* **Given problem**
Rescale the material from the line with "verge in the picture above?" through the end, both ends included, by writing those lines out again, requests and all, with every point coordinate in the answers multiplied by 2.4 and rounded to a whole number, halves rounded up. Leave the numbers in the requests and their format samples unchanged.

* **Source material**
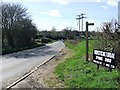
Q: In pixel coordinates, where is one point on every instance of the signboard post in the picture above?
(104, 58)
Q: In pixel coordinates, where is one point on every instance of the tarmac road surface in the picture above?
(15, 65)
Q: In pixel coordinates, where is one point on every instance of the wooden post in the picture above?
(86, 41)
(87, 24)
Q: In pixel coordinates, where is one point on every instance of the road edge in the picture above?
(30, 72)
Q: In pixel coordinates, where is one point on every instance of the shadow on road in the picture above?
(40, 51)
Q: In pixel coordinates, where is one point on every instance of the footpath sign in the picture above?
(104, 58)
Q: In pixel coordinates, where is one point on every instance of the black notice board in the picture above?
(104, 58)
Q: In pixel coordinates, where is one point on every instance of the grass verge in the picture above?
(75, 72)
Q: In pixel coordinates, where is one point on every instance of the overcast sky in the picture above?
(62, 13)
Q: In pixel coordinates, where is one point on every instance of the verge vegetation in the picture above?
(77, 73)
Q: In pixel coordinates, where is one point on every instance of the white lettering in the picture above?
(108, 60)
(105, 54)
(99, 58)
(110, 55)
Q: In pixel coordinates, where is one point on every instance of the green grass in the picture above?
(75, 72)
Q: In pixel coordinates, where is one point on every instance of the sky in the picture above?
(62, 13)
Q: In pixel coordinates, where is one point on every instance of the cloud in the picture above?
(53, 13)
(98, 1)
(104, 7)
(64, 2)
(112, 3)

* **Exercise result**
Q: In pixel coordinates, where is one point on every instance of the grass verge in the picture above?
(180, 173)
Q: In pixel coordinates, where is one point on every instance of the overcast sky in the picture above?
(149, 31)
Q: In pixel coordinates, where is one point on every instance of the verge vegetation in the picture above?
(185, 175)
Q: In pixel coordinates, where is one point on every instance of the white lettering in the picture above?
(259, 144)
(252, 130)
(238, 139)
(264, 132)
Q: In pixel coordinates, where is one point on every instance of the green grass in the picture above?
(180, 173)
Q: In pixel coordinates, where is one point on every instance of the sky in the picture above?
(149, 31)
Q: In pixel coordinates, where is one point on every instance of the cloud in the picture above?
(127, 31)
(235, 2)
(250, 17)
(154, 5)
(269, 7)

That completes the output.